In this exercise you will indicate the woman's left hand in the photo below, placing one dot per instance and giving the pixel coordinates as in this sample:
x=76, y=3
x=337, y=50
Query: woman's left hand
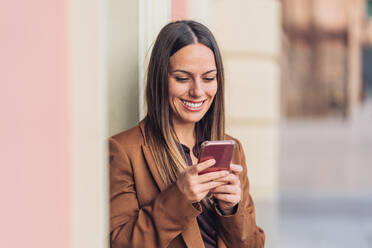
x=230, y=194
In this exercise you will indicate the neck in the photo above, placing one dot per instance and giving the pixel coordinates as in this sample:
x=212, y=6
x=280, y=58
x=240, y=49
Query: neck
x=185, y=133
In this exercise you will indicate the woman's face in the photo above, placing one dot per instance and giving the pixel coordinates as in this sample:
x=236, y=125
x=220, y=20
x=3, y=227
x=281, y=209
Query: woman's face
x=192, y=82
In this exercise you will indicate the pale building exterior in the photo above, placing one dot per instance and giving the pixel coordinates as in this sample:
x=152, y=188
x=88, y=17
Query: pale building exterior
x=322, y=56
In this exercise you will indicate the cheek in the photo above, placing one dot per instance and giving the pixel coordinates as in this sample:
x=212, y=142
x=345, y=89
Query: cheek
x=211, y=90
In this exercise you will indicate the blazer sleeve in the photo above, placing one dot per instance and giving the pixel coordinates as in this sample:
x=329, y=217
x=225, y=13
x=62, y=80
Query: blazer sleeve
x=240, y=230
x=152, y=225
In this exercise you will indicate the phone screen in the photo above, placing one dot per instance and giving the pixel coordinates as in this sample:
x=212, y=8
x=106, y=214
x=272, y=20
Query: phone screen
x=221, y=151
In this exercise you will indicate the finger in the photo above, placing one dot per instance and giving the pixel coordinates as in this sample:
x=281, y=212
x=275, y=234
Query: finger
x=212, y=176
x=227, y=189
x=204, y=165
x=227, y=198
x=236, y=168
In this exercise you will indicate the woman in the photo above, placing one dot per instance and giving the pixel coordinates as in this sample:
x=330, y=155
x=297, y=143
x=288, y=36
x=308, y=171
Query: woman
x=157, y=197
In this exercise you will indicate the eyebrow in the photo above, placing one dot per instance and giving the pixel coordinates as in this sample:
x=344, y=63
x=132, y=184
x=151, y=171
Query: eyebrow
x=191, y=74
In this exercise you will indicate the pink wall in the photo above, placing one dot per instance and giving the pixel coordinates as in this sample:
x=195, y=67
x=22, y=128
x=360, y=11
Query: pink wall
x=34, y=137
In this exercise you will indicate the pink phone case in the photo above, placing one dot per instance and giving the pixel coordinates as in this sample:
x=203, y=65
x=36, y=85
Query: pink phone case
x=221, y=151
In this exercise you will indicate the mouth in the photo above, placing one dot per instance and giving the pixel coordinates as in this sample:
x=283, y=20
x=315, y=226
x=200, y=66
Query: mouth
x=193, y=106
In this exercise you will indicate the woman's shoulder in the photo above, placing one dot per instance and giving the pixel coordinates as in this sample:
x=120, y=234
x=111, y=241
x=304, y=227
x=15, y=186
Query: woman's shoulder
x=229, y=137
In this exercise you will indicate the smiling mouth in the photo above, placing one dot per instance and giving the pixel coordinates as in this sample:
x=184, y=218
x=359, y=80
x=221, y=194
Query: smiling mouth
x=193, y=105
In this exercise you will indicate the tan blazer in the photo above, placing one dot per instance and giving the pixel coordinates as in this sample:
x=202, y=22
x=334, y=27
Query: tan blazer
x=146, y=213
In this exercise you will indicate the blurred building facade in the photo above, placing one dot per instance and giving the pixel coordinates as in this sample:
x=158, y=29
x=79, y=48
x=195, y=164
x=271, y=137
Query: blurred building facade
x=322, y=56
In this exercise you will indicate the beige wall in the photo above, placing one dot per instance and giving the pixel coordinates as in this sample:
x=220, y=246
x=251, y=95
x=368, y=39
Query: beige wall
x=122, y=64
x=248, y=33
x=88, y=120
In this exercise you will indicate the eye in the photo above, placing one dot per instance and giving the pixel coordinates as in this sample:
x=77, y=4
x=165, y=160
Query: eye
x=182, y=79
x=208, y=79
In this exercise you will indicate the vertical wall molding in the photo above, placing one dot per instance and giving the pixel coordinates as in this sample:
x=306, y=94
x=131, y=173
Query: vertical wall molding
x=153, y=15
x=87, y=89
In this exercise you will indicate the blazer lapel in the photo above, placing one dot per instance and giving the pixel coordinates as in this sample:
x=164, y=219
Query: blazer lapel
x=152, y=167
x=191, y=235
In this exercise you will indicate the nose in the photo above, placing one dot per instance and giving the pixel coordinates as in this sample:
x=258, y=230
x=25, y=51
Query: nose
x=196, y=89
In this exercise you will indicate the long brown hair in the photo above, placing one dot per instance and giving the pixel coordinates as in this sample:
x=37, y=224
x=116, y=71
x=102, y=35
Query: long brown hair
x=161, y=136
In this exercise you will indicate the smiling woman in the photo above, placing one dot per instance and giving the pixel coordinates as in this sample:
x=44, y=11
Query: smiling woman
x=158, y=196
x=192, y=84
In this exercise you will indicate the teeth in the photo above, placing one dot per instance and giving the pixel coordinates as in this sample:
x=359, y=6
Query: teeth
x=192, y=105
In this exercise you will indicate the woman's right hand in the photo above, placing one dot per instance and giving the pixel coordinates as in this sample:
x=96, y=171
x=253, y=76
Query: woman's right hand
x=195, y=186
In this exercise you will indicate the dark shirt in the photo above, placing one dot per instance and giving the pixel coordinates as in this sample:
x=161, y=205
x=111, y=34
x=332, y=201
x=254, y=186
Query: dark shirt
x=206, y=220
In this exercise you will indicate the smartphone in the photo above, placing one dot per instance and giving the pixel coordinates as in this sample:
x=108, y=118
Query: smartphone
x=220, y=150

TASK BRIEF:
Reproduce word for word everything from the beginning of the rows down to the line containing "x=211, y=90", both ends included, leaving the pictures out of your copy.

COMPLETED EXERCISE:
In this exercise you will indicate the woman's left hand in the photo below, placing one dot per instance and giving the pixel coordinates as in this sample:
x=76, y=3
x=337, y=50
Query: woman's left hand
x=230, y=194
In this exercise you will indicate the neck in the photo above, placing one dot per instance and giving the pixel coordinates as in this sample:
x=212, y=6
x=280, y=58
x=240, y=49
Query: neck
x=185, y=133
In this exercise you will indicate the woman's face in the photo above, placing one dot per instance and giving the pixel coordinates as in this sample:
x=236, y=125
x=220, y=20
x=3, y=227
x=281, y=209
Query: woman's face
x=192, y=82
In this exercise you will indicate the pale building exterior in the photo above, placing one dot per instance and giving the pixel coordinates as in this sample:
x=152, y=188
x=88, y=17
Query: pale building exterior
x=322, y=56
In this exercise you will indicate the cheek in the photo above, placing one dot per instance and giving the pixel coordinates as in this sample:
x=212, y=142
x=345, y=89
Query: cheek
x=211, y=90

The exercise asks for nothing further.